**Document excerpt:**
-.-.-

After running `consensus_price_comparison.py` for all tickers, the `ComprehensiveAnalyzer` aggregates results:

### Analyses Performed

1. **Correlation Summary**
   - Mean/std of Pearson correlations across tickers
   - Consensus on signal strength
   
2. **Regression Consensus**
   - Average coefficients per feature
   - Identification of consistent predictors
   
3. **Model Performance Metrics**
   - Average accuracy and AUC across tickers
   - Assessment of signal reliability
   
4. **Granger Causality Summary**
   - How many tickers show significant causality?
   - Consistency of predictive power
   
5. **Monte Carlo Summary**
   - What % of tickers have statistically significant effects?

-.-.-

**Extracted entries:**
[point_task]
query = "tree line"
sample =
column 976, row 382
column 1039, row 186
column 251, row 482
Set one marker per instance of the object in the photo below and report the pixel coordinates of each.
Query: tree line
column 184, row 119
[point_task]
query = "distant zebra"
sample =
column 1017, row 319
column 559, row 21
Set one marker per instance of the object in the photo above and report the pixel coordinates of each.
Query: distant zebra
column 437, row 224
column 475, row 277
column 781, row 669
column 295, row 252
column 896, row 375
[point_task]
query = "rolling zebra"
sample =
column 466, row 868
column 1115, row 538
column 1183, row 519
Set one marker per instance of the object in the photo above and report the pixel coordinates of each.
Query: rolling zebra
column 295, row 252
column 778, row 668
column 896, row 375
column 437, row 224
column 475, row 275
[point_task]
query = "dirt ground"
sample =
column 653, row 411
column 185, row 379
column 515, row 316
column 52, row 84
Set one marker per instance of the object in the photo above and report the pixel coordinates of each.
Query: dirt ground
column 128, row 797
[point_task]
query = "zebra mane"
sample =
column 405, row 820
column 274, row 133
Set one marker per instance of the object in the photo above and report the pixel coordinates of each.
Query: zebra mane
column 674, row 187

-.-.-

**What you have to do:**
Reproduce the whole excerpt on how the `ComprehensiveAnalyzer` aggregates results, character for character. The entries play no part in the work here.

**Result:**
After running `consensus_price_comparison.py` for all tickers, the `ComprehensiveAnalyzer` aggregates results:

### Analyses Performed

1. **Correlation Summary**
   - Mean/std of Pearson correlations across tickers
   - Consensus on signal strength
   
2. **Regression Consensus**
   - Average coefficients per feature
   - Identification of consistent predictors
   
3. **Model Performance Metrics**
   - Average accuracy and AUC across tickers
   - Assessment of signal reliability
   
4. **Granger Causality Summary**
   - How many tickers show significant causality?
   - Consistency of predictive power
   
5. **Monte Carlo Summary**
   - What % of tickers have statistically significant effects?